**SELECTED TEXT:**
- Opening Delimiter -

The parents of Vincent Lambert, a severely brain-damaged patient at the heart of a bitter right-to-die case, said Monday they were “resigned” to his death after French doctors stopped his life support.
Lambert was involved in a near-fatal car crash in 2008 that left him a quadriplegic with severe brain damage which doctors say is irreversible.
Since then, he has been kept alive artificially, sparking a years-long legal struggle, with his deeply-Catholic parents and two of his eight siblings, fighting to keep him alive.
But his wife, his doctors, six other brothers and sisters and a nephew have fought for his right to die, arguing it is the more humane option.
On June 28, France‘s top appeals court ruled doctors could begin removing the life support in a process that began last week despite frantic last-minute efforts by his parents Pierre and Viviane.
“We have nowhere else to turn and now it’s too late. Vincent is dying,” they said in a statement sent to AFP through their lawyers, adding his condition was now “medically irreversible”.
“This time it’s over,” they wrote.
Their letter was welcomed by Marie, one of Lambert’s younger sisters, who supported his right to die.
“I’m very surprised. It’s hard to believe after all the years they spent fighting legally. I think it’s reasonable and respectful,” she told AFP after leaving her brother’s bedside.
She had earlier met Dr Vincent Sanchez who reassured her that Lambert was “not suffering” thanks to the drugs in his system.
“We are in the last stage of the process. The effects of dehydration are now being felt but we don’t know how many days it will take,” she said.
“This waiting is very painful for everyone.”
Lambert’s nephew Francois also said he was “relieved” on hearing of the letter.
Both parents were at Lambert’s bedside on Sunday after doctors began removing his water and feeding tubes while ensuring a “profound and continuous sedation”.

- Closing Delimiter -

**REQUIRED ACTION 1:**
Name every person the article on the Vincent Lambert case identifies by name.
**REQUIRED ACTION 2:**
Write the next few sentences of the article on the Vincent Lambert case, continuing after its final sentence.

**DATA EXCERPTS:**

- Opening Delimiter -

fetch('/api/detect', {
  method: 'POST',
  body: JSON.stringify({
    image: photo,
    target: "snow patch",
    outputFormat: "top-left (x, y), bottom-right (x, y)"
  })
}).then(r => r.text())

- Closing Delimiter -

**EXERCISE RESPONSE 1:**
Vincent Lambert, Pierre, Viviane, Marie, Dr Vincent Sanchez, Francois

**EXERCISE RESPONSE 2:**
In their letter, the parents said they had made huge efforts to ensure “that the suspension (of the process) requested on Vincent’s behalf by the UN committee on disabled rights was respected. But it was in vain.”
In May, a UN committee on disabled rights, based in Geneva, asked France to keep Lambert alive while it conducted its own investigation into the matter. But the French government rejected the request as non-binding.
“It’s murder in disguise, it’s euthanasia,” 90-year-old Pierre Lambert told journalists on Sunday at Sebastopol hospital in the northern town of Reims, where his son has been in a vegetative state since 2008.
Denouncing the court decision as “madness”, the parents believe their son is only handicapped and have fought to have him moved to a specialist treatment unit.
Their lawyers had on Friday filed suit for “attempted murder by an organised gang” at a court in Reims, judicial sources said.
A group of supporters who oppose the ending of life support were to have held a demonstration in Paris Monday, but called it off at the last minute after Lambert’s parents said his death was “now unavoidable” and they were “resigned” to accepting it.